Request: Please rewrite all of these lines with "integer pixel values" swapped for "whole-number pixel coordinates" and nothing else changed. Leave the pictures out of your answer.

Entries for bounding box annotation
************

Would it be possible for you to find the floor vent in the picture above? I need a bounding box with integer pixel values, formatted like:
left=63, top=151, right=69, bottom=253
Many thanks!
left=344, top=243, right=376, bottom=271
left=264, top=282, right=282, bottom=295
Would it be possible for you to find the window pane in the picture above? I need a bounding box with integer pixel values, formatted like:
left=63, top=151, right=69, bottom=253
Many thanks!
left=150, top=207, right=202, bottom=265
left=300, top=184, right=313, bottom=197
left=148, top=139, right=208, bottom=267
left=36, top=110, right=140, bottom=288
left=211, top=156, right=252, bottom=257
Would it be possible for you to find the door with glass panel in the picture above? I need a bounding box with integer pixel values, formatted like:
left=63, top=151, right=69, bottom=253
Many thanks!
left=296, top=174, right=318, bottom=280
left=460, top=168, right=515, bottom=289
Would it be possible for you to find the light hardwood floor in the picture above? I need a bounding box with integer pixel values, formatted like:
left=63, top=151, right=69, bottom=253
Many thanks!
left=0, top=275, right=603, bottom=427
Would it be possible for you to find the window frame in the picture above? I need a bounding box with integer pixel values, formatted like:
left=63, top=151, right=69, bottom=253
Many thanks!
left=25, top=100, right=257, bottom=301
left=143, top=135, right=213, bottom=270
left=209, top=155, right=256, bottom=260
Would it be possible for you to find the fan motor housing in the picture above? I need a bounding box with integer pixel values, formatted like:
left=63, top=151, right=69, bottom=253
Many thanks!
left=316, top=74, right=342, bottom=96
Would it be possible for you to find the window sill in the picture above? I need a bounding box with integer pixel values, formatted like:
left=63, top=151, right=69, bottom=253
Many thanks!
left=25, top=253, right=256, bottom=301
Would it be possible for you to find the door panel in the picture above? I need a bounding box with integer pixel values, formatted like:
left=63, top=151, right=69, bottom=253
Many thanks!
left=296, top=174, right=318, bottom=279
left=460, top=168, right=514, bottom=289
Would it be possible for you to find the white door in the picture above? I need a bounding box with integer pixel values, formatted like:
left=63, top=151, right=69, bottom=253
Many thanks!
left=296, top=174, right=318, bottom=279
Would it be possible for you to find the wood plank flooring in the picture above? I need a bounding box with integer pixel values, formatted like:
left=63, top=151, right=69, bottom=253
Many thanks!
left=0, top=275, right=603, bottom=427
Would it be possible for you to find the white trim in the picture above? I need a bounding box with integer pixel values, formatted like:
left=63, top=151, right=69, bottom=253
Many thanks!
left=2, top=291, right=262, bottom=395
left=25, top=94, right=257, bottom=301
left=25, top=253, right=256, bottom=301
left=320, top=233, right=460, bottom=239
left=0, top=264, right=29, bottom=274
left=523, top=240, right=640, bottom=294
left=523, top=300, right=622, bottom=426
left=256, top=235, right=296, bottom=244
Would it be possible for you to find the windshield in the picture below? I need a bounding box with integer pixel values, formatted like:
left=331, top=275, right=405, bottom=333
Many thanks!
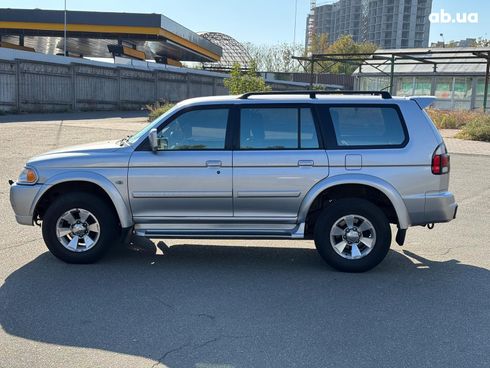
left=128, top=105, right=180, bottom=144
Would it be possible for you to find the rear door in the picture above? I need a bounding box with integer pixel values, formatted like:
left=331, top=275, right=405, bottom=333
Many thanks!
left=233, top=104, right=328, bottom=219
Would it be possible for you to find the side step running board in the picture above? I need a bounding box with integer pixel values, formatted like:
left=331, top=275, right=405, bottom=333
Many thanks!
left=135, top=224, right=305, bottom=239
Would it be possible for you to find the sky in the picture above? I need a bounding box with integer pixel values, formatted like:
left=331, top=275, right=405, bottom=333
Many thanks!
left=0, top=0, right=490, bottom=45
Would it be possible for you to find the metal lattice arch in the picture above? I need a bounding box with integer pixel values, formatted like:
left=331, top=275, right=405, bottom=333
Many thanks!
left=199, top=32, right=252, bottom=71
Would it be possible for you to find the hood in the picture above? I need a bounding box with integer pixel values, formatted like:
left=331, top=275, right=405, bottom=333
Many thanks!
left=27, top=140, right=132, bottom=168
left=36, top=140, right=121, bottom=156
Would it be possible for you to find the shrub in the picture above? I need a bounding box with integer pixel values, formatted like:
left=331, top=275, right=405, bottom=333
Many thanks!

************

Exercise response:
Would it be possible for you to find the floor vent in the picture above? I need a bounding box with whole-number pixel coordinates, formatted like:
left=63, top=151, right=69, bottom=253
Many thanks!
left=344, top=243, right=376, bottom=271
left=264, top=282, right=282, bottom=295
Would it be possible for you to find the window pane in the picture above? I need a bounding box with whole-number pixel coordinates, formatted like:
left=63, top=151, right=69, bottom=253
Many thanks!
left=150, top=207, right=202, bottom=265
left=300, top=184, right=313, bottom=197
left=148, top=139, right=208, bottom=267
left=36, top=110, right=140, bottom=288
left=211, top=156, right=252, bottom=257
Would it be possible for you to find the door with glass panel in the picture above? I need a bounding box with whole-number pixel coordinates, formatted like:
left=63, top=151, right=69, bottom=253
Many thanks!
left=296, top=174, right=318, bottom=280
left=460, top=168, right=515, bottom=289
Would it be possible for you to find the light hardwood floor in the picture above? I need a bounding box with whole-number pixel coordinates, formatted like:
left=63, top=151, right=69, bottom=253
Many thanks!
left=0, top=275, right=603, bottom=427
Would it be possible for you to find the window frame in the picture above? I need a bounding box with whole-number pixel coordinates, formatted like:
left=63, top=151, right=69, bottom=253
Many thanks!
left=25, top=100, right=257, bottom=301
left=143, top=135, right=213, bottom=270
left=209, top=155, right=256, bottom=260
Would it be possible for you to find the fan motor housing in the picture above? I need a bounding box with whole-number pixel coordinates, formatted like:
left=63, top=151, right=69, bottom=253
Many thanks!
left=316, top=74, right=342, bottom=96
Would it be possible for you to find the window sill in the picture above? I need a bounding box with whole-number pixel coordinates, formatted like:
left=63, top=151, right=69, bottom=253
Many thanks!
left=25, top=253, right=256, bottom=301
Would it be possible for you to find the door panel in the picture above? I need a bounding box with whole-number pixel coordinates, formatted like:
left=63, top=151, right=69, bottom=253
Many thanks!
left=296, top=174, right=318, bottom=279
left=460, top=168, right=514, bottom=289
Would it be possible for you to find the white door in the picture above? I need a bounding box with whole-number pixel coordinates, formatted like:
left=63, top=151, right=69, bottom=253
Many thanks!
left=296, top=174, right=318, bottom=279
Would it be possible for you to find the wood plank flooring in the picture above? I need a bounding box with whole-number pixel coordinates, formatted like:
left=63, top=151, right=69, bottom=253
Many thanks!
left=0, top=275, right=603, bottom=427
Would it be possible for you to find the white trim in the picture above? I need a bounding box with whole-number pixel coordinates, formatted like:
left=63, top=151, right=69, bottom=253
Many thanks!
left=2, top=291, right=262, bottom=395
left=25, top=94, right=257, bottom=301
left=25, top=253, right=256, bottom=301
left=320, top=233, right=460, bottom=239
left=0, top=264, right=29, bottom=274
left=523, top=240, right=640, bottom=294
left=523, top=300, right=622, bottom=426
left=256, top=235, right=296, bottom=244
Would it be possible for you to find the windshield in the picture below? I need a bounding box with whole-number pixel coordinates, formatted like:
left=331, top=275, right=405, bottom=333
Many thanks!
left=128, top=105, right=180, bottom=144
Would it be possible for you to find the rear door in the picture above? I need a bounding box with whole-number pixel coordinates, formatted like:
left=331, top=275, right=405, bottom=333
Many thanks!
left=233, top=104, right=328, bottom=219
Would it be possible for you to find the side step running board in the picture above? I need a bounding box with whole-number pixel coordinates, formatted like:
left=331, top=275, right=405, bottom=333
Many thanks!
left=135, top=224, right=305, bottom=239
Would it be possible for you to find the sky in the picture above? I need a bounding box with whole-number pixel coordinates, formatted like:
left=331, top=275, right=405, bottom=333
Many thanks!
left=0, top=0, right=490, bottom=45
Would it be possible for you to find the metal lattice arch in the picture above? I need a bounding box with whole-number pixel coordinates, formatted like:
left=331, top=275, right=405, bottom=333
Many thanks!
left=199, top=32, right=252, bottom=71
Would it be possible for you to find the hood in the picture above? I need a bounding box with whole-number pixel coordinates, formatted like:
left=331, top=275, right=405, bottom=333
Many thanks!
left=27, top=140, right=132, bottom=168
left=36, top=140, right=121, bottom=156
Would it be possible for you to find the shrub in the picture above? I need a bounding box with whole-number pixel coordinates, formatted like:
left=331, top=275, right=405, bottom=333
Many thanks!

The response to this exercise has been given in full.